Parachutist lands top punch Drop-in catches fighters off guard FLIGHT NIGHT AT FIGHT

November 08, 1993|By Alan Goldstein | Alan Goldstein,Staff Writer

LAS VEGAS -- Little is known about James Miller, a 30-year-old white male residing in Las Vegas.

But the sky diver guaranteed himself a place in sports trivia for his near-catastrophic landing outside the ring during the seventh round of the Riddick Bowe-Evander Holyfield heavyweight championship rematch at Caesars Palace outdoor arena Saturday night.

Miller, wearing a red flight suit and navigating a rainbow-colored parachute, first was spotted in the hotel's vicinity by a blimp feeding pictures for the closed-circuit telecast of the bout.

The Las Vegas Police Air Support Unit was requested to warn Miller away from the area. But 1 minute, 10 seconds into the seventh round, Miller and his motorized parasail crashed into the ringside ropes, several feet from Bowe's corner.

On impact, his parachute snagged in the lights over the ring, setting off a few sparks. Miller fell backward onto several spectators, causing slight injuries. Bowe's wife, Judy, fainted and was briefly hospitalized.

Also, Bowe's trainer, Eddie Futch, suffered heart palpitations, but also was released from the hospital after examination.

An unidentified member of Bowe's security force was seen on videotape hitting Miller in the head with a cordless phone, and several angry spectators also assaulted Miller.

"He was out cold and shaking," said Marie Holyfield, a sister of the fighter.

Police cuffed the bloodied parachutist and transported him to University Medical Center. He was treated and released, then taken to Clark County Detention Center.

Miller was charged with "dangerous flying," a misdemeanor, and, at 2:28 a.m. yesterday local time, released on $200 bail.

A local sky-diving expert, Tom Cannarozzo, told The New York Times that Miller runs the British School for Paragliding in Gean, a town 40 miles south of Las Vegas. A man who answered a phone call to the school said that any questions would have to be sent there via fax. The Times reported no response to its fax sent to the school.

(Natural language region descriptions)
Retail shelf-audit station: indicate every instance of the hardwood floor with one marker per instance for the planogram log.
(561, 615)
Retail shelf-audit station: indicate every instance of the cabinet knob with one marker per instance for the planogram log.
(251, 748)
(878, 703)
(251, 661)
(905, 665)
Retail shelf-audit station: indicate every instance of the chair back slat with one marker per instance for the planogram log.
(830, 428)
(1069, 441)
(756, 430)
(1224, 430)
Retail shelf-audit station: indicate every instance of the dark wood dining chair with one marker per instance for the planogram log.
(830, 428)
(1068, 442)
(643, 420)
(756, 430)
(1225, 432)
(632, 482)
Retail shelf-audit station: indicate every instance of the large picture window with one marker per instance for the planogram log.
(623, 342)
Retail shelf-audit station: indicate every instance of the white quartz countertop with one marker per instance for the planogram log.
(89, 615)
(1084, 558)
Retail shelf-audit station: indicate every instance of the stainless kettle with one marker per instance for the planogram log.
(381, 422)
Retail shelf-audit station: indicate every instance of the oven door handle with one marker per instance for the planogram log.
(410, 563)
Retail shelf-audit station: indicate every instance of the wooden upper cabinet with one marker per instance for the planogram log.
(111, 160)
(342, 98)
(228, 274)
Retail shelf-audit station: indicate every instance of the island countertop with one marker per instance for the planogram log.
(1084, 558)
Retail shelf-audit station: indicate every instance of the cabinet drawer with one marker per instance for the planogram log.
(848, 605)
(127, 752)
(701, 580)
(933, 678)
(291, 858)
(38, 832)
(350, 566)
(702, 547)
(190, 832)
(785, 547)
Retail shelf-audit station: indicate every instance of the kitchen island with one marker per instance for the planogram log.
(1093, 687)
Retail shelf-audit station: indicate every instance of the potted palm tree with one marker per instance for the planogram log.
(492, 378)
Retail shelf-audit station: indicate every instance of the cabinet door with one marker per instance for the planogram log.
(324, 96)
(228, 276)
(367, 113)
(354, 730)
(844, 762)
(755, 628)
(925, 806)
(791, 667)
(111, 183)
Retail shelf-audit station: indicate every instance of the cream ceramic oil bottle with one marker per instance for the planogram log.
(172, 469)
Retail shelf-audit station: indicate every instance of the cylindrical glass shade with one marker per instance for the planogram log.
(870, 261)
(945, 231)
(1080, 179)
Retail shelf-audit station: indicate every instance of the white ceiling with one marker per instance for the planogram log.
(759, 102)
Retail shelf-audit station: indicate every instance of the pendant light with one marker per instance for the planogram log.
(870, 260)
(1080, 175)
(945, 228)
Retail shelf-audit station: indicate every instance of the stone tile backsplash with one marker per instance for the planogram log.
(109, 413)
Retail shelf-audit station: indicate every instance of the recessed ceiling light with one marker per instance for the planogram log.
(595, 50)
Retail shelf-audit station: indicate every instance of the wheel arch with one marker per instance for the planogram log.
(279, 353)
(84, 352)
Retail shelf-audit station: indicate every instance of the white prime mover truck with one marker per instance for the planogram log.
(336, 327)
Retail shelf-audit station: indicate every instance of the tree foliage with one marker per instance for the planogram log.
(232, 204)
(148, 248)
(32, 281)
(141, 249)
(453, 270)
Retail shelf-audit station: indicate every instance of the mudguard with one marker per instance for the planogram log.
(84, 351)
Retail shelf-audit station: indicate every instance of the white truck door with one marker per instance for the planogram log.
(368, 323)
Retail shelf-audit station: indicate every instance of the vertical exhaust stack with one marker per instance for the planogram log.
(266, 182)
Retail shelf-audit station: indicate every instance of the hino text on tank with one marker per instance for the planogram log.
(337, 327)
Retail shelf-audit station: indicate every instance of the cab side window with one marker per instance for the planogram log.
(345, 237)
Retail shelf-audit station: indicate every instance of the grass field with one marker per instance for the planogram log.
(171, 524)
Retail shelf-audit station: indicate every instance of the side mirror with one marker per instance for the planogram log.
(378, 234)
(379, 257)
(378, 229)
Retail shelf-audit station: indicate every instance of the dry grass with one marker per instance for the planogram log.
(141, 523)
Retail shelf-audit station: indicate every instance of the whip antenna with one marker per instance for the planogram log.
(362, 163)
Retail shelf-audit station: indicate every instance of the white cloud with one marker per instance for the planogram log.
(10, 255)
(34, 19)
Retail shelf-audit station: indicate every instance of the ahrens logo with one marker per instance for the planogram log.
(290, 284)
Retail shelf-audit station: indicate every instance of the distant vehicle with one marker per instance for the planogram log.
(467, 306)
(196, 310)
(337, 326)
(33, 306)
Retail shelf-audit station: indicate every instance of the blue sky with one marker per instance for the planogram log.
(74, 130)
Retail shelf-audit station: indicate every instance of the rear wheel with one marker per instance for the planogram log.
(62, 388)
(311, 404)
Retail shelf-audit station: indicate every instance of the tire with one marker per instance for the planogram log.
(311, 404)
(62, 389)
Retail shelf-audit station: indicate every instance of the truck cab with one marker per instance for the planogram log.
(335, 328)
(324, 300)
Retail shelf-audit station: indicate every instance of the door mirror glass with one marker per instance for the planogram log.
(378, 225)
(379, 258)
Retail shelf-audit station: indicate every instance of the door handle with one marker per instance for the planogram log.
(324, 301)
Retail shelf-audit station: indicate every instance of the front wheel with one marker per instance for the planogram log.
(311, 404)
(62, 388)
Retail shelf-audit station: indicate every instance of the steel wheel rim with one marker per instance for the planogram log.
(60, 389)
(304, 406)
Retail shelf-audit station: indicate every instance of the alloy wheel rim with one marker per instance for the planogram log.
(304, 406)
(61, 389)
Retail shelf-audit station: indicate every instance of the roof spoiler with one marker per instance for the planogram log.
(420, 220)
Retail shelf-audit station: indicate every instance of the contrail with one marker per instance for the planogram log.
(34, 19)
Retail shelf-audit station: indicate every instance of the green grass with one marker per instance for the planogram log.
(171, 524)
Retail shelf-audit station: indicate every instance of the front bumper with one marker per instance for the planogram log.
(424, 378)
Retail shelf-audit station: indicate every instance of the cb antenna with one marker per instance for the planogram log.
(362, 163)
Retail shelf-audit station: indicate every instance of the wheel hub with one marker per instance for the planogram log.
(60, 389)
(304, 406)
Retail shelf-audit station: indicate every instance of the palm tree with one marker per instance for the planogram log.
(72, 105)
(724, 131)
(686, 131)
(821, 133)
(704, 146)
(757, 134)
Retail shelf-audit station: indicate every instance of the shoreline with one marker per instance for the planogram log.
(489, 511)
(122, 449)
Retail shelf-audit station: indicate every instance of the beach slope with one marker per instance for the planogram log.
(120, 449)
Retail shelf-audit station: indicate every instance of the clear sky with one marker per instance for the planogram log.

To do
Copy the full article above about the parachutist at the Bowe-Holyfield rematch, word for word.

Exercise output
Parachutist lands top punch Drop-in catches fighters off guard FLIGHT NIGHT AT FIGHT

November 08, 1993|By Alan Goldstein | Alan Goldstein,Staff Writer

LAS VEGAS -- Little is known about James Miller, a 30-year-old white male residing in Las Vegas.

But the sky diver guaranteed himself a place in sports trivia for his near-catastrophic landing outside the ring during the seventh round of the Riddick Bowe-Evander Holyfield heavyweight championship rematch at Caesars Palace outdoor arena Saturday night.

Miller, wearing a red flight suit and navigating a rainbow-colored parachute, first was spotted in the hotel's vicinity by a blimp feeding pictures for the closed-circuit telecast of the bout.

The Las Vegas Police Air Support Unit was requested to warn Miller away from the area. But 1 minute, 10 seconds into the seventh round, Miller and his motorized parasail crashed into the ringside ropes, several feet from Bowe's corner.

On impact, his parachute snagged in the lights over the ring, setting off a few sparks. Miller fell backward onto several spectators, causing slight injuries. Bowe's wife, Judy, fainted and was briefly hospitalized.

Also, Bowe's trainer, Eddie Futch, suffered heart palpitations, but also was released from the hospital after examination.

An unidentified member of Bowe's security force was seen on videotape hitting Miller in the head with a cordless phone, and several angry spectators also assaulted Miller.

"He was out cold and shaking," said Marie Holyfield, a sister of the fighter.

Police cuffed the bloodied parachutist and transported him to University Medical Center. He was treated and released, then taken to Clark County Detention Center.

Miller was charged with "dangerous flying," a misdemeanor, and, at 2:28 a.m. yesterday local time, released on $200 bail.

A local sky-diving expert, Tom Cannarozzo, told The New York Times that Miller runs the British School for Paragliding in Gean, a town 40 miles south of Las Vegas. A man who answered a phone call to the school said that any questions would have to be sent there via fax. The Times reported no response to its fax sent to the school.